Region labeling entries:
■ ■ ■ ■

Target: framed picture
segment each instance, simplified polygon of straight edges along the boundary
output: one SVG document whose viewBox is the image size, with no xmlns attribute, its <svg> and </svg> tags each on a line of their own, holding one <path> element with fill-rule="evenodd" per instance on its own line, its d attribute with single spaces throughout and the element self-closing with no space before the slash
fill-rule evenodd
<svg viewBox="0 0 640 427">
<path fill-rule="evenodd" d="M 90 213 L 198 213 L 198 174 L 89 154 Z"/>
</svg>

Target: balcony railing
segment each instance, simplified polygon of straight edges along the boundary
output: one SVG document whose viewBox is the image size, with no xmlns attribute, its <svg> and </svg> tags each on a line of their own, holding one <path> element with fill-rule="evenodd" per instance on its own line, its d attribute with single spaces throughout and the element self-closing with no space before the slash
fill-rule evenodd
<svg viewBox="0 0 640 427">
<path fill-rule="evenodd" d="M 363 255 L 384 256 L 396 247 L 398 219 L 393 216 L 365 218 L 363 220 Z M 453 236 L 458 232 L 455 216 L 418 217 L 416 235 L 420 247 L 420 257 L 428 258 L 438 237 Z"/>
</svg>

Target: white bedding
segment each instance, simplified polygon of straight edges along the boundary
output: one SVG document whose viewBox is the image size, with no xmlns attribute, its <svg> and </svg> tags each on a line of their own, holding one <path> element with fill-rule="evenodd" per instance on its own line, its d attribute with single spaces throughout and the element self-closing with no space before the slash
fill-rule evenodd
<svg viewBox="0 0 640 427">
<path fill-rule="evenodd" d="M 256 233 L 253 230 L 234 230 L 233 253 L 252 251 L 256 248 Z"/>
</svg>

■ ■ ■ ■

# What is needed:
Rewrite every line of the records above, requests included. In the answers, multiply each viewBox value and path coordinate by 0.3 and round to the nearest whole number, with halves rounding up.

# Solution to this exercise:
Target: framed picture
segment each instance, simplified polygon of straight edges along the boundary
output: one SVG document whose viewBox is the image size, with no xmlns attribute, its <svg> and </svg> tags each on a line of their own, holding one <path> element with fill-rule="evenodd" per instance on its own line, its d attribute with single spaces throughout and the element self-closing with no space before the slash
fill-rule evenodd
<svg viewBox="0 0 192 128">
<path fill-rule="evenodd" d="M 27 64 L 59 64 L 59 52 L 27 46 Z"/>
</svg>

Target: balcony railing
segment each instance, simplified polygon of straight edges along the boundary
output: one SVG document whose viewBox is the image size, with no xmlns attribute, its <svg> and </svg> tags each on a line of their own, holding one <path> element with fill-rule="evenodd" per instance on its own line, its d attribute with single spaces throughout and the element self-closing with no space before the slash
fill-rule evenodd
<svg viewBox="0 0 192 128">
<path fill-rule="evenodd" d="M 109 77 L 115 77 L 119 74 L 119 66 L 118 65 L 110 65 L 109 66 Z M 136 71 L 137 70 L 137 65 L 125 65 L 125 71 L 126 74 L 126 77 L 128 77 L 131 71 Z"/>
</svg>

Target: white bedding
segment each instance, simplified polygon of straight edges along the boundary
output: one SVG document whose viewBox is the image size, with no xmlns attribute, its <svg> and </svg> tags each on a line of their own, holding one <path> element with fill-rule="evenodd" per instance on its own line, its d attribute with single spaces throughout and the element self-closing with no space before the slash
fill-rule evenodd
<svg viewBox="0 0 192 128">
<path fill-rule="evenodd" d="M 77 70 L 76 69 L 70 69 L 70 76 L 76 75 L 77 74 Z"/>
</svg>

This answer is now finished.